++++ Excerpted passage
Some of the results found in these prediction reliability maps are striking. Crucially, the voxels misclassified by our models are not distributed individually and randomly all over the tumor, but mostly grouped in contiguous, compact regions; they are also to be found mostly in the external region of the tumor and, furthermore, they consistently show a lower reliability score than the average for that zone. Still, we cannot discard that part of this lack of reliability would be due to poorer homogeneity in spectra from edges of the MRSI grid, in which several of these voxels are located. This reliability score issue is telling us that, even if classification is binary in nature, our misclassified zones are, in general, less certain that the correctly classified cases. This could be interpreted in the sense that a voxel that is not classified as responding to treatment, does not necessarily fully fit the non-responding pattern, which could mean that that region of the tumor might still be responding, but to a lower extent than other regions, or other mice.

Moreover, regarding the misclassified voxels reported in Fig. 6, case C1026 is worth singling out for discussion. This case, also reported in Ref.9, proved to be a heterogeneous case with a mix of responding/unresponsive pattern in MRSI, and also presented unexpectedly high Ki67 immunostaining values considering that it was a TMZ-treated case in transient growth arrest. Therefore, it is not surprising that some zones are misclassified with the approach described in this work.

Also, it should be mentioned that two subjects (C1110 and C1111) have shown abnormal behaviour in all the sources-based classifiers, being consistently misclassified with high-reliability scores. These cases were checked manually looking for any artifact or abnormality in their data, but nothing was found. Given the reduced sample size under analysis, this situation negatively impacts classification scores, which indicates the importance of conducting additional studies including more mice.

Last but not least, our preliminary data show that timing is a relevant factor while evaluating tumour response to therapy6,9, and our time points were validated by MRSI, growth arrest and, in some cases, histopathological data. Since MRSI can provide earlier data and inform about tumour relapse before tumour volume changes8, this may be used in future studies to improve MRI information and refine prediction of whether a tumour is properly responding to therapy or will relapse in a near future. The applicability of this methodology to other clinically relevant treatment approaches in which immune response may be also involved, such as radiotherapy, may be tackled in future studies.

Conclusions

Both Radiomics and source extraction show potential in therapy response assessment, with advantages and limitations. Source extraction over MRSI offers a higher accuracy and very good anatomical detail that helps extracting knowledge about the tumor behaviour, but its reproducibility over new cases is limited because the weights used are based on sources extracted previously, which means that the whole process should be repeated to analyze new cases.
++++++++
Work order A
In the passage on tumor therapy response, which two subjects were consistently misclassified with high-reliability scores by all the sources-based classifiers?
Work order B
Reproduce the passage on tumor therapy response word for word, starting at "Last but not" and ending at "in future studies.".
++++ Data block
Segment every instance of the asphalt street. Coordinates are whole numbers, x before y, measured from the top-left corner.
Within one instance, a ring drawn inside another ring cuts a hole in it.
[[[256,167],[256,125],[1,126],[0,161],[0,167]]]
++++++++
Your response A
C1110 and C1111

Your response B
Last but not least, our preliminary data show that timing is a relevant factor while evaluating tumour response to therapy6,9, and our time points were validated by MRSI, growth arrest and, in some cases, histopathological data. Since MRSI can provide earlier data and inform about tumour relapse before tumour volume changes8, this may be used in future studies to improve MRI information and refine prediction of whether a tumour is properly responding to therapy or will relapse in a near future. The applicability of this methodology to other clinically relevant treatment approaches in which immune response may be also involved, such as radiotherapy, may be tackled in future studies.